WHAT THE EXERCISE ASKS:
Could you write out, word for word, the stretch of the medical-education article below that begins at "By David Thill" and ends after "shaping tomorrow’s physicians."?

[Opening DOCUMENT TEXT section]

By David Thill
First-year medical students get the bigger picture
Editor’s note: Sensing a gap between how physicians are educated and the future needs of the U.S. healthcare system, the American Medical Association in 2013 launched its “Accelerating Change in Medical Education” initiative. The association awarded grants to 11 medical schools to fund selected innovations in medical education, and then expanded the program in 2015 to an additional 20 schools. Here’s a look at one program shaping tomorrow’s physicians.
When Jed Gonzalo, M.D., M.Sc., was a medical student, physicians were trained with an “out of sight, out of mind” attitude. “For decades we’ve been training physicians that were sovereign cowboys,” says Gonzalo, associate dean for health systems education at Penn State College of Medicine. The patient received the care they needed in the hospital, and when they were discharged, the physician’s job was done.
Now, though, physicians need to be team players who are active participants in all aspects of a patient’s path to wellness. “They need to understand the value that other players bring to that team,” including healthcare navigators, social workers, family members, etc.
Gaining the full picture of the patient’s care process outside the examination room is at the core of Penn State’s new Systems Navigation Curriculum, launched in August 2014 by Gonzalo and colleagues with funding from the American Medical Association’s “Accelerating Change in Medical Education” initiative.
The new program consists of two main components. The first takes place in the classroom, where first-year medical students learn the concepts of health systems sciences. This course includes traditional lessons in scientific principles, as well as new ones focusing on patient-centered clinical care, from communicating the care process to the patient, to learning to understand the patient’s perspective on it.

[Closing DOCUMENT TEXT section]
[Opening SUPPLIED INFORMATION section]

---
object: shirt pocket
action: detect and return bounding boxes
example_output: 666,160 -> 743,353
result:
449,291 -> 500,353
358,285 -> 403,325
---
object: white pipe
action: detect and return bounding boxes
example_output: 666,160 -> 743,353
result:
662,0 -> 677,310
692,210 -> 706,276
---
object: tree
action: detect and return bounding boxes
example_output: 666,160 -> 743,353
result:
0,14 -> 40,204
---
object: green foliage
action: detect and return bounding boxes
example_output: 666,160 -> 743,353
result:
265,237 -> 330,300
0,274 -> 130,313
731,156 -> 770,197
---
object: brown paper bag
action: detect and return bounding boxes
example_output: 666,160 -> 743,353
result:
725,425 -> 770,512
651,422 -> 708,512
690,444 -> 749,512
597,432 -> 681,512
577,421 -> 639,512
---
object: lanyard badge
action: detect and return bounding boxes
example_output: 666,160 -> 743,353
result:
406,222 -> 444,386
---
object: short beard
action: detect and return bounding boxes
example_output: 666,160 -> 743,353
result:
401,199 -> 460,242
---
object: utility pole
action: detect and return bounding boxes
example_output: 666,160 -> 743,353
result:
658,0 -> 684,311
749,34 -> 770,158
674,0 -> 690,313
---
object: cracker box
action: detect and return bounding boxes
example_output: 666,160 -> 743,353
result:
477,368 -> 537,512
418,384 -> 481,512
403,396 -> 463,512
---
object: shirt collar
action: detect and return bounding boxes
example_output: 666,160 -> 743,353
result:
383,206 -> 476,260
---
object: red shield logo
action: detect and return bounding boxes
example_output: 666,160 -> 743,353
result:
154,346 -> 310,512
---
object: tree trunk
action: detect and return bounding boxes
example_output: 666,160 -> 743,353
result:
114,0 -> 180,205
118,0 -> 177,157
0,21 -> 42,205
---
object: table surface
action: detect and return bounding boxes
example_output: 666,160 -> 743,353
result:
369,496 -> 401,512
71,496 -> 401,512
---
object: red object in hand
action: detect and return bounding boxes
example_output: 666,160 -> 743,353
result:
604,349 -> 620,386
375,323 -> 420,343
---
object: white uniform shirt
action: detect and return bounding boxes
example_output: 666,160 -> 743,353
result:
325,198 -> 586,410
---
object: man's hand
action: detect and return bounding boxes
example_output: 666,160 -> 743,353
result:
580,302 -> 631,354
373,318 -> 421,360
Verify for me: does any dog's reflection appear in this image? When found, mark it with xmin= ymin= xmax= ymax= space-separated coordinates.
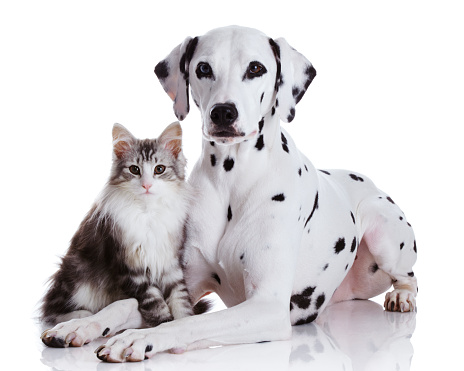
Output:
xmin=42 ymin=300 xmax=416 ymax=371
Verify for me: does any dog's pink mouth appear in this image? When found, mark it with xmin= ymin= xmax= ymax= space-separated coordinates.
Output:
xmin=211 ymin=130 xmax=245 ymax=138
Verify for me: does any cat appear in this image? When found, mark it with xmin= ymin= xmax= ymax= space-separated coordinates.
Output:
xmin=41 ymin=122 xmax=193 ymax=346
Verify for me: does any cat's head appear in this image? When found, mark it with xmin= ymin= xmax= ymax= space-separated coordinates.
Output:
xmin=109 ymin=122 xmax=186 ymax=196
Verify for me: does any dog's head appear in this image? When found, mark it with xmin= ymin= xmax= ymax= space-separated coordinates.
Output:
xmin=155 ymin=26 xmax=316 ymax=144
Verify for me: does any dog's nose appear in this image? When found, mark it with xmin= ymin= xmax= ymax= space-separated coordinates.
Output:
xmin=210 ymin=103 xmax=238 ymax=126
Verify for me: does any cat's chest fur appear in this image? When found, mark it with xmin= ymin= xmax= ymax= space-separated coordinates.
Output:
xmin=99 ymin=186 xmax=188 ymax=281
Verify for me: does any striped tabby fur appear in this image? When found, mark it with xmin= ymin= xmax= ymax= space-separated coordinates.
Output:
xmin=42 ymin=123 xmax=193 ymax=327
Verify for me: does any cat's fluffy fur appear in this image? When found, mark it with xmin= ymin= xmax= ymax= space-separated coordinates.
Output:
xmin=42 ymin=123 xmax=193 ymax=326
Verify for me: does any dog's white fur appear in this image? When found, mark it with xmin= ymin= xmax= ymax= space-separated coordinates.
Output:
xmin=41 ymin=27 xmax=417 ymax=362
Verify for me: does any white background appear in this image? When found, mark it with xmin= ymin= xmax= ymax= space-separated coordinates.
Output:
xmin=0 ymin=0 xmax=464 ymax=370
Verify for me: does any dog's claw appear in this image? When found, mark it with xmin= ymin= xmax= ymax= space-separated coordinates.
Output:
xmin=95 ymin=345 xmax=111 ymax=362
xmin=65 ymin=332 xmax=76 ymax=345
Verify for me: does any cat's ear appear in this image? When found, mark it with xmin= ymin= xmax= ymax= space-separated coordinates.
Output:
xmin=158 ymin=121 xmax=182 ymax=158
xmin=113 ymin=124 xmax=136 ymax=159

[Closing SUPPLIED INFORMATION section]

OUTPUT BELOW:
By David Thill
First-year medical students get the bigger picture
Editor’s note: Sensing a gap between how physicians are educated and the future needs of the U.S. healthcare system, the American Medical Association in 2013 launched its “Accelerating Change in Medical Education” initiative. The association awarded grants to 11 medical schools to fund selected innovations in medical education, and then expanded the program in 2015 to an additional 20 schools. Here’s a look at one program shaping tomorrow’s physicians.